THE REQUEST :: Without including any pictures, write out all the entries exactly.
— begin DATASET ENTRIES —
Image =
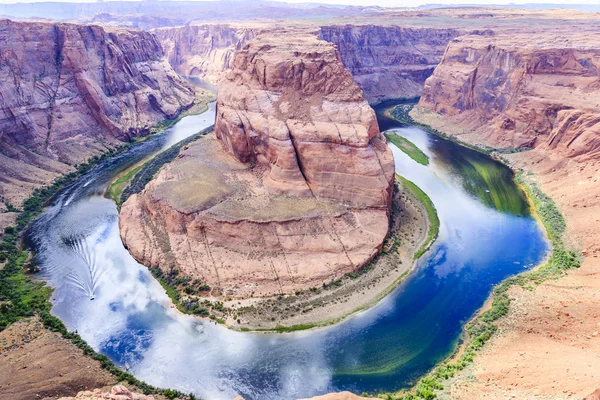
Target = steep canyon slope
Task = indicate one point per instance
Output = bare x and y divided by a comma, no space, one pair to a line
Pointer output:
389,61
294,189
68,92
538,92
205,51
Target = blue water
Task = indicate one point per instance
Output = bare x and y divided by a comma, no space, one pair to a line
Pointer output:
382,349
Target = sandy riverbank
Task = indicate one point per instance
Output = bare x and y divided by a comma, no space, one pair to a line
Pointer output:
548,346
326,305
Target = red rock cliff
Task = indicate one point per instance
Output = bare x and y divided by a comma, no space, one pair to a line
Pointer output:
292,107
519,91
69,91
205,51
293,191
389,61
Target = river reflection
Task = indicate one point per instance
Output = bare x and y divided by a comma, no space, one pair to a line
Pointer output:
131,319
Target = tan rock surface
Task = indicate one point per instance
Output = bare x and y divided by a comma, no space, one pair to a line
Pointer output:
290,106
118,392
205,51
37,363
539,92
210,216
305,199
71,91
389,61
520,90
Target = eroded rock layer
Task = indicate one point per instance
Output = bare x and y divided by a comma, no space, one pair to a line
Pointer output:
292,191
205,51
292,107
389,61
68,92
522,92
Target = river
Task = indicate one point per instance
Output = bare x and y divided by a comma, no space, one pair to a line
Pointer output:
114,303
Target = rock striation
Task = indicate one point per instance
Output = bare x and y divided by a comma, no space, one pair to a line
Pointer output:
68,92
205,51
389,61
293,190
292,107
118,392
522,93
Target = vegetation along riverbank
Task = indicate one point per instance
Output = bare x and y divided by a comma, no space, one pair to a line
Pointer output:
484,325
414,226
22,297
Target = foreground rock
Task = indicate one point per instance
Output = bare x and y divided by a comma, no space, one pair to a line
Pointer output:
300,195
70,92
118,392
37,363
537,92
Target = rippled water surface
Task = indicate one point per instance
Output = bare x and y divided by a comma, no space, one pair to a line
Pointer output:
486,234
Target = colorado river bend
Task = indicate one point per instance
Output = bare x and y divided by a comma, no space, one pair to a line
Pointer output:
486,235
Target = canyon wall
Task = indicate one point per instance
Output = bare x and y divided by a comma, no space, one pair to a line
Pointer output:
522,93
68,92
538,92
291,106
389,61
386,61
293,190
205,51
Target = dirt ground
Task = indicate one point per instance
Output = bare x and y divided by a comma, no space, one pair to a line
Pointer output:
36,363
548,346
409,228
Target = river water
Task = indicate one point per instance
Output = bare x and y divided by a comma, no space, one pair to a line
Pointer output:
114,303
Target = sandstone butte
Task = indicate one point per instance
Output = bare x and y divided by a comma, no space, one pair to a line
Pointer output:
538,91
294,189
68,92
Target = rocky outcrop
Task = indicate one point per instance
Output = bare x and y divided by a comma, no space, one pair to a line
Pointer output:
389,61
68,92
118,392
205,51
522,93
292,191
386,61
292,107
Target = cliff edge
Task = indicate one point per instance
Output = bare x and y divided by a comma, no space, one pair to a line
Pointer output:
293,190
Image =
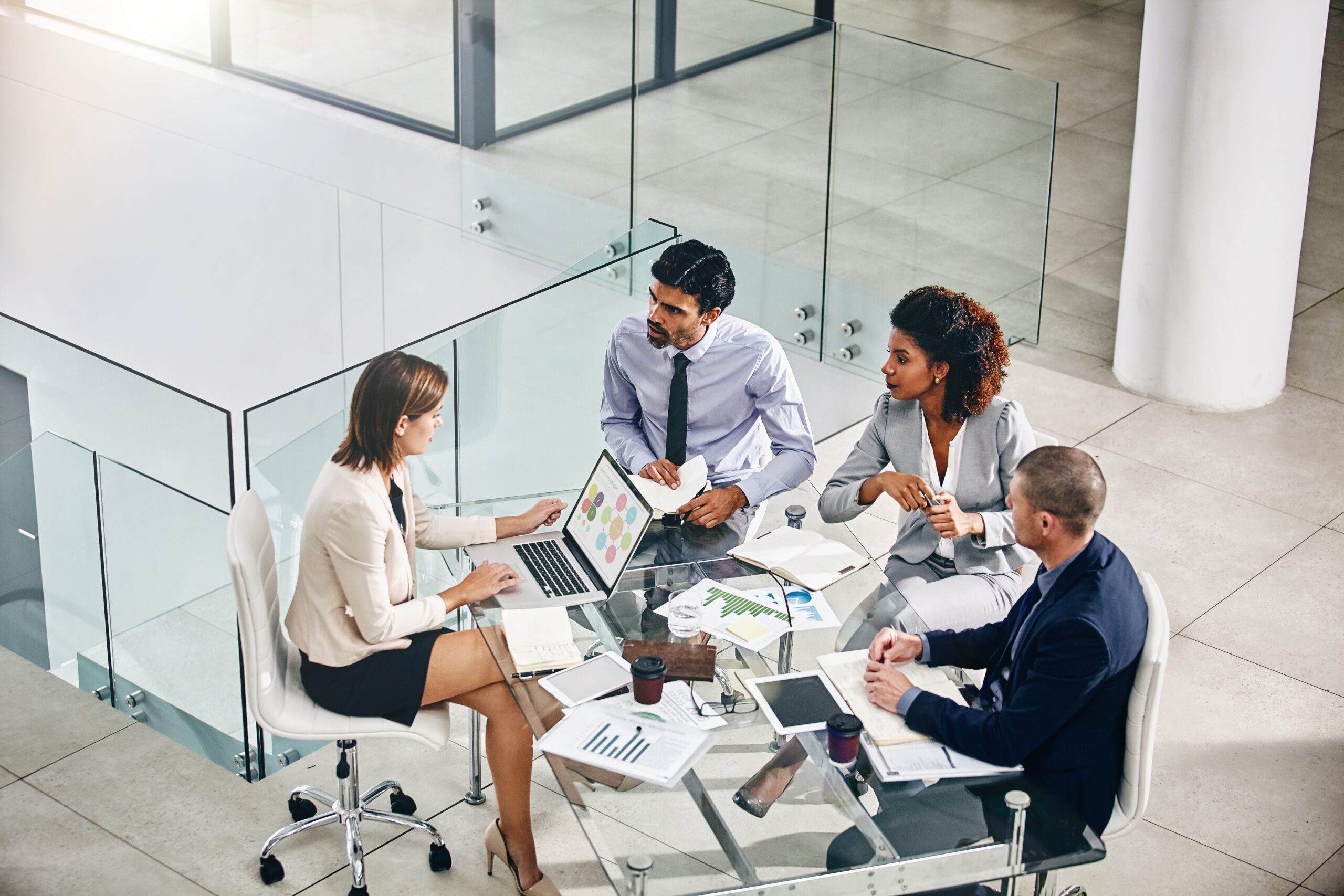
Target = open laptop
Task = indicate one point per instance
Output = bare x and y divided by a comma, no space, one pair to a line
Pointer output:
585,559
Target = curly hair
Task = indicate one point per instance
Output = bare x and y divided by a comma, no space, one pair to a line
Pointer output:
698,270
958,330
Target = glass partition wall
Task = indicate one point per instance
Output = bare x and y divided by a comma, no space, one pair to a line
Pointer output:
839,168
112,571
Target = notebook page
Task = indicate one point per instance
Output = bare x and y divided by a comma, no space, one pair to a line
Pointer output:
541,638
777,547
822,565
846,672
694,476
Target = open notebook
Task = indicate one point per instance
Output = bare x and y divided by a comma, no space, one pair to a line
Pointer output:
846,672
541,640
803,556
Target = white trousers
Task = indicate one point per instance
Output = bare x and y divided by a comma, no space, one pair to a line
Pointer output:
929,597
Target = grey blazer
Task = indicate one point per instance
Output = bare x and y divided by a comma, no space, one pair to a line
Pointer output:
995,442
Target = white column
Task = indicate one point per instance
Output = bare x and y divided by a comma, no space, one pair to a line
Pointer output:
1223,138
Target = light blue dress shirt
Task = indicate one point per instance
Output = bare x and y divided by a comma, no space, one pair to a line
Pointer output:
— end DATASET ENTRIES —
SOLUTION BELOW ::
Image =
Target = steep canyon slope
Task = indicate one point per instance
Output = bare x and y divided by a comma, no space, one pair to a line
Pointer output:
389,61
294,189
68,92
538,92
205,51
Target = blue water
Task = indicate one point per instance
Output = bare x and y divided by a comma, no space, one pair to a line
Pointer output:
382,349
Target = sandy riverbank
Task = indicate one point per instance
Output = bare x and y divided by a comma, no space, one pair to a line
Pointer output:
548,346
326,305
Target = red rock cliff
Task = indicate one point per instance
Output = bare x and y divided by a comma, no space, one pair to a line
Pointer output:
292,107
519,91
69,91
205,51
293,191
389,61
Target = river reflection
Task = indicate one point per instance
Output = bare x and y divided by a comma, no space, one pair to a line
Pointer output:
131,319
Target = tan rock surface
Task = indicate one point per instance
Output = bare x and y divided by a comma, no space, one pair to a line
Pointer output:
290,106
118,392
205,51
37,363
539,92
210,216
305,199
71,91
389,61
520,90
Target = eroded rock layer
Task = indicate one point per instance
Output = bare x and y divided by a comma, no space, one pair to a line
Pointer output:
292,191
205,51
292,107
389,61
68,92
522,92
Target = river
Task = indicate one point per instance
Output = bare x and y divided by a comma, no space, one pair to a line
Pointer output:
114,303
Target = rock striation
Task = indicate one point per instance
Output = bare x and y divided by a comma, no space, one pair to a line
Pointer output:
68,92
205,51
389,61
293,190
292,107
118,392
522,93
Target = vegetation along riverbank
Task = indicate one point per instance
Output = bare x and y divided by a comma, no space, one pair to a line
Pointer output:
484,325
414,226
22,297
Target = foreground rock
Task = indicate one point per instance
Output = bare x and y divided by a comma, no space, one pair to a line
Pointer output:
300,195
70,92
118,392
37,363
537,92
Target = rippled water surface
Task = indicate one point per instance
Output = bare x and y divided by a comma, no space, one pair to a line
Pointer output:
486,234
Target = colorado river bend
Task = indicate one point per instance
Output = bare x and y divided by a comma, no space, one pair to a line
Pointer output:
486,235
Target = canyon wall
Task = indicate one point per instance
Output = bare x and y divided by a comma, no space, one pair to a line
Pointer output:
522,93
68,92
538,92
291,106
389,61
386,61
293,190
205,51
Target = dirt ground
Task = indicate one point per instance
Output = bare x and y divided by a comma, no space, one pair to a line
Pointer output:
36,363
548,346
409,228
Target = river water
Task = indicate one point per instance
Output = bare x and y divided by a comma, no space, one pair to a line
Pointer output:
114,303
Target = sandstone butte
Task = indicate one point per instance
Output = bare x and y divided by a comma, no space, one pair to a line
Pointer output:
538,91
294,189
68,92
Target = rocky outcrop
Task = indicate one point per instance
Output = bare x and y divided by a comma, no space, one pair to a line
Pointer output:
389,61
68,92
118,392
205,51
522,93
292,191
386,61
292,107
Target = cliff edge
Task = indicate one point per instance
Output = bare x and y divided by a comma, no space, one pair to a line
Pointer output:
293,190
Image =
Target = open laptop
Task = indicate one point per instance
Output = bare x and y divided by a comma, no space, one pair to a line
Pointer output:
585,559
Target = curly hair
Task = indicate one point per instance
Output = bare x and y divided by a comma, no space, one pair to a line
Pointer output:
698,270
958,330
Target = glass partition wall
Task = indicate one point per instance
Output = bare x and y divided by a comma, no space, one pair to a line
Pointer output:
839,168
112,571
Target = notebook page
Task = indicate one point per instance
Output = bare x and y divided by a comma, no space, one pair to a line
Pointer output:
541,638
777,547
822,565
846,672
694,476
Target = open notebook
Task = indicate one point per instance
Output = bare x and y divided by a comma, no space, one pair to a line
Pointer output:
846,672
541,640
803,556
Target = white trousers
Task = indicate one point per instance
Output = bare x and y divided by a comma, no space, one pair to a line
Pointer output:
929,597
Target = grey blazer
Task = indicate one point per instance
Output = bare x and y divided by a comma, no space, one pair to a line
Pointer output:
995,442
Target = white column
Task = indicate one point per instance
Output = bare x and y divided by a comma, no space, one pair to a line
Pointer output:
1223,138
Target = light blue dress shirt
Task = indicate one point per instance
Output = bare x and y divided by a comma, no space, one pair to a line
Pointer output:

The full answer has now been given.